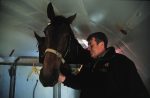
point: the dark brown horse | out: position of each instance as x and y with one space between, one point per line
58 47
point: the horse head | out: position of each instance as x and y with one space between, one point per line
58 47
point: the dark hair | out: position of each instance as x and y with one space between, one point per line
99 36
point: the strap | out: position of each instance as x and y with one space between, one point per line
57 53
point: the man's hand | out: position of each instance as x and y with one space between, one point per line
61 78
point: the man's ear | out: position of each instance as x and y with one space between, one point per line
101 43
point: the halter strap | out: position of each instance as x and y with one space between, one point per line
57 53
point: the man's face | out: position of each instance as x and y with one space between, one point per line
96 49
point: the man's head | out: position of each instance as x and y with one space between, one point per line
97 44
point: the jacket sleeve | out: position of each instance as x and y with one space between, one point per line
128 79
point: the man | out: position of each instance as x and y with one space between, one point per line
108 75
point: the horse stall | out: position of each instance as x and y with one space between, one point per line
25 41
19 78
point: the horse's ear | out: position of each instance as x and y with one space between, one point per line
50 11
71 18
37 37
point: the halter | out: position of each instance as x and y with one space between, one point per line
59 55
56 53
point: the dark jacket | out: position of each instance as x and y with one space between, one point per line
111 76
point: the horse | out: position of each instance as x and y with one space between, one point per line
58 48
=======
What the exercise asks:
Pictures are excluded; copy all other data exactly as shown.

Reply:
point: the dark brown horse | out: position of each instance as x and y with one space between, one point per line
58 47
point: the horse head | out: position of each instance as x and y with one space between, one point per line
58 47
point: the dark hair | out: position of each instance as x and y with one space between, one point per line
99 36
point: the strap | out: position of each instance as x and y with one space between, one point per line
57 53
point: the man's hand | out: position of each instance as x and y with one space between, one point per line
61 78
point: the man's ear | out: position of each instance as x and y with one space between, one point per line
101 43
point: the halter strap | out: position of each instance as x and y with one space between, one point per line
57 53
point: the man's face | out: position of each instance as x and y with one space between, one point per line
96 49
point: the man's head | out: position of each instance as x and y with one space between, one point per line
97 44
point: the jacket sleeve | out: position of each instance as x and y with one space between, one point per line
128 79
point: the man | out: position of each instance as x and y with one space between, one point per line
108 75
point: the horse stall | out: position of each instance as x and y with one space between, one point per line
25 41
19 78
point: the horse's ear | out: position of each instance as x and y with one space between, one point per line
50 11
71 18
37 37
point: the halter | out: position of each instance as x and y with one space between, one point per line
59 55
56 53
point: the dark jacket | out: position of each instance as x and y with one space between, one point per line
111 76
point: the horse | out: position of each instance as x and y with one space between, one point per line
58 48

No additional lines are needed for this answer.